## [Exercise directions]
Print exactly those lines that run from the beginning of the data to the line bearing "Flashcard Front: Where exactly is the white cloud", inclusive.

Collection entries
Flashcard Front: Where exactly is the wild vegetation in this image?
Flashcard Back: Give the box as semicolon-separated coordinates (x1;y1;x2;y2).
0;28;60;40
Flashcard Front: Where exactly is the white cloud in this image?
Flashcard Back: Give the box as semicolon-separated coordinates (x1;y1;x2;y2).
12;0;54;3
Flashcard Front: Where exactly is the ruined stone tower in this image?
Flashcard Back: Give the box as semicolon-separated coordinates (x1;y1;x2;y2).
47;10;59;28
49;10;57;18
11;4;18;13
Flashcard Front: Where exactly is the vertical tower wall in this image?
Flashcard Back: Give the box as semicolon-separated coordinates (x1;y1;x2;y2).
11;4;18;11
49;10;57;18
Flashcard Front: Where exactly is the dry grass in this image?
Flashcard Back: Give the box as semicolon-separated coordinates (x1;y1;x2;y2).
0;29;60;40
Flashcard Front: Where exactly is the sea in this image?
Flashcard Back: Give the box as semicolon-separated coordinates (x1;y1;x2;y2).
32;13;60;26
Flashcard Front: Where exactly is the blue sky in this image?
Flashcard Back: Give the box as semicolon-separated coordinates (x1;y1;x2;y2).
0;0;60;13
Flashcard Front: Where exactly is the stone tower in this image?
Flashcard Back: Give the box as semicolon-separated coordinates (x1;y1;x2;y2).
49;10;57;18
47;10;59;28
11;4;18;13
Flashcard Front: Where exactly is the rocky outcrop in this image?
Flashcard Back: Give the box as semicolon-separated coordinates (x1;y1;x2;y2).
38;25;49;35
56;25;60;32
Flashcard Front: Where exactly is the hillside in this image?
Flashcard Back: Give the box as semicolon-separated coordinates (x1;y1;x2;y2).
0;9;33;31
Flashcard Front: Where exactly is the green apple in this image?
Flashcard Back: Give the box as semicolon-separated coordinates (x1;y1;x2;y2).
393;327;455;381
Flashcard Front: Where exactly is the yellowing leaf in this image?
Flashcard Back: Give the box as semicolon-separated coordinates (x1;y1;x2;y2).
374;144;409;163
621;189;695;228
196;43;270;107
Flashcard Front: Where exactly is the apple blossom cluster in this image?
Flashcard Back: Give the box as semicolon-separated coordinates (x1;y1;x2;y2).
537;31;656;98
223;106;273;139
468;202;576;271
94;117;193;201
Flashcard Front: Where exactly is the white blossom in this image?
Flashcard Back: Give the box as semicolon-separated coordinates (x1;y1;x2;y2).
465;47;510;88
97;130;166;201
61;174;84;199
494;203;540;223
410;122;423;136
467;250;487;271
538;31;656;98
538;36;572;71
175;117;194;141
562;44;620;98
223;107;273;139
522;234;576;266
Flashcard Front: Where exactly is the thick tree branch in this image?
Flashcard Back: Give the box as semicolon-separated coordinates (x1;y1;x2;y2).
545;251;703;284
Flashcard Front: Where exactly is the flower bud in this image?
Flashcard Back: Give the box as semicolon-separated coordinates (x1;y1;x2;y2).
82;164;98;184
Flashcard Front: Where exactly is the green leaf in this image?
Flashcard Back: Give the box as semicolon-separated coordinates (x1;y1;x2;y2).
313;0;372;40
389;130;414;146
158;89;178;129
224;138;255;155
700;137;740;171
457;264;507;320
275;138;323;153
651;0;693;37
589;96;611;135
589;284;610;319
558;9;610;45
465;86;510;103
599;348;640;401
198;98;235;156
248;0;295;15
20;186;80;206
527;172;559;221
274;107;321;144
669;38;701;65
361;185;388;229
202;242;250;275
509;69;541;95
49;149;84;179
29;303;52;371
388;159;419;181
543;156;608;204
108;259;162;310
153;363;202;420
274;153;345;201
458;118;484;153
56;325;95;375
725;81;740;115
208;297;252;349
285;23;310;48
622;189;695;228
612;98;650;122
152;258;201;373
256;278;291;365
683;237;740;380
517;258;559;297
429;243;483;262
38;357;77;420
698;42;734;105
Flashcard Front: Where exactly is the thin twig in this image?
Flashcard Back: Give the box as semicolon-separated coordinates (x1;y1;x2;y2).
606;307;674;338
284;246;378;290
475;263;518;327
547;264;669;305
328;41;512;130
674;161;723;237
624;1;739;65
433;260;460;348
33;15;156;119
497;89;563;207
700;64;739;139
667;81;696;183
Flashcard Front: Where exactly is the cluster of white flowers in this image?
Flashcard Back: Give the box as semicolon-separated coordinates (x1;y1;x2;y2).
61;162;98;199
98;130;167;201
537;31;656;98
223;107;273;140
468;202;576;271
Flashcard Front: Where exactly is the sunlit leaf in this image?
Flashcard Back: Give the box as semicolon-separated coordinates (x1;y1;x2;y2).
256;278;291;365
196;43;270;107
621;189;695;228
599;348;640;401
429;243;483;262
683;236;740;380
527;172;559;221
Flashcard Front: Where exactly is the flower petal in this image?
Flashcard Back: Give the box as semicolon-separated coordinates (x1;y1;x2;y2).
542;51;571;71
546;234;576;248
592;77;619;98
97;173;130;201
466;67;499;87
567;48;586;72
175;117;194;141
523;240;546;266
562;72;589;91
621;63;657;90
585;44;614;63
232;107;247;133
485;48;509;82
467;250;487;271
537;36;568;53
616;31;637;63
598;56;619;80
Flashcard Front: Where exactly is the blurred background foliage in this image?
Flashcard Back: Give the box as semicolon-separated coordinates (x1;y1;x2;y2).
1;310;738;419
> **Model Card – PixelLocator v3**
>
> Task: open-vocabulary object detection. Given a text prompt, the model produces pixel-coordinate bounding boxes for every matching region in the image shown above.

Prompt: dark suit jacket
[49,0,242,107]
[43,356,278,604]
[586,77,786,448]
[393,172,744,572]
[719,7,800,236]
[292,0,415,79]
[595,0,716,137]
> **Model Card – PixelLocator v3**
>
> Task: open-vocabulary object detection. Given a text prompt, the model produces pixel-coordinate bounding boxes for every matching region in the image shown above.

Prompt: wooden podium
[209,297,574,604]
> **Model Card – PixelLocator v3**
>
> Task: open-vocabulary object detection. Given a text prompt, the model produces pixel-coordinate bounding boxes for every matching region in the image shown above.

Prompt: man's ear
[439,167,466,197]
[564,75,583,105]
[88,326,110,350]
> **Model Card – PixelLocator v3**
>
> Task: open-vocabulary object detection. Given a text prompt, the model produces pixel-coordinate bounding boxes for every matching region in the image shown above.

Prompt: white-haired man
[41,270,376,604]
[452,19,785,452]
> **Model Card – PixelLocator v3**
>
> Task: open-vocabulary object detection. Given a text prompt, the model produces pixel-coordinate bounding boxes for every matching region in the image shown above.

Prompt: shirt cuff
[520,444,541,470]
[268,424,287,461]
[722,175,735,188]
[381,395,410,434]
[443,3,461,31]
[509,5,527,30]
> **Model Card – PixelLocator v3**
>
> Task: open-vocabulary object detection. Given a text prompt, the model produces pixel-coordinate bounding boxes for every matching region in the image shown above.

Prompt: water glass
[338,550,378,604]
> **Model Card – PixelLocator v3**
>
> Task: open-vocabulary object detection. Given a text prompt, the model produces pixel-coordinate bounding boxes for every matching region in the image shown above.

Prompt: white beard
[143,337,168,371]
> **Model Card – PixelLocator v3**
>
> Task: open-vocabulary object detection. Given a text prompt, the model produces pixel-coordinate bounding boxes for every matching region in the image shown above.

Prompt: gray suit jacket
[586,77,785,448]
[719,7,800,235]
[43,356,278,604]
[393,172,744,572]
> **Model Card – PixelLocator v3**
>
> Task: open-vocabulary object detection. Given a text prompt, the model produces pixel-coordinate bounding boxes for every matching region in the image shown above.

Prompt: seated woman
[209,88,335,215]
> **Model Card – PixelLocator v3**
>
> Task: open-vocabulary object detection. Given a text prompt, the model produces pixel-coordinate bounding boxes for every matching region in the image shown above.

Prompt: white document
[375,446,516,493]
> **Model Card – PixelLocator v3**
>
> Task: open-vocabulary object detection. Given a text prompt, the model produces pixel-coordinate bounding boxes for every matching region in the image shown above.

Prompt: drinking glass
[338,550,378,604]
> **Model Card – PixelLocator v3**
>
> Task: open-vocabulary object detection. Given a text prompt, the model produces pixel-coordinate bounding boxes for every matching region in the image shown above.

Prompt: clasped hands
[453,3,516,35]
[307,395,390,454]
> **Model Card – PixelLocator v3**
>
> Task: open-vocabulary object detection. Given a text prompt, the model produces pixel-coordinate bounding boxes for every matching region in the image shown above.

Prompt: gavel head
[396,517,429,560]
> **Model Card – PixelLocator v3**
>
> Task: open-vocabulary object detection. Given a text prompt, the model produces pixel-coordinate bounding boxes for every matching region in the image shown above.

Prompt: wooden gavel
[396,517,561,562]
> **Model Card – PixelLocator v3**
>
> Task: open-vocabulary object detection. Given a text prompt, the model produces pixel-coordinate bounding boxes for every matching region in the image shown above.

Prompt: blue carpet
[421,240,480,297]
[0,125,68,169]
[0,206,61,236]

## [Output below]
Flashcard Front: Where exactly is the wild vegetation in this image?
Flashcard Back: Give the box as semicolon-separated coordinates (x1;y1;x2;y2).
0;28;60;40
Flashcard Front: Where exactly is the white cloud in this image?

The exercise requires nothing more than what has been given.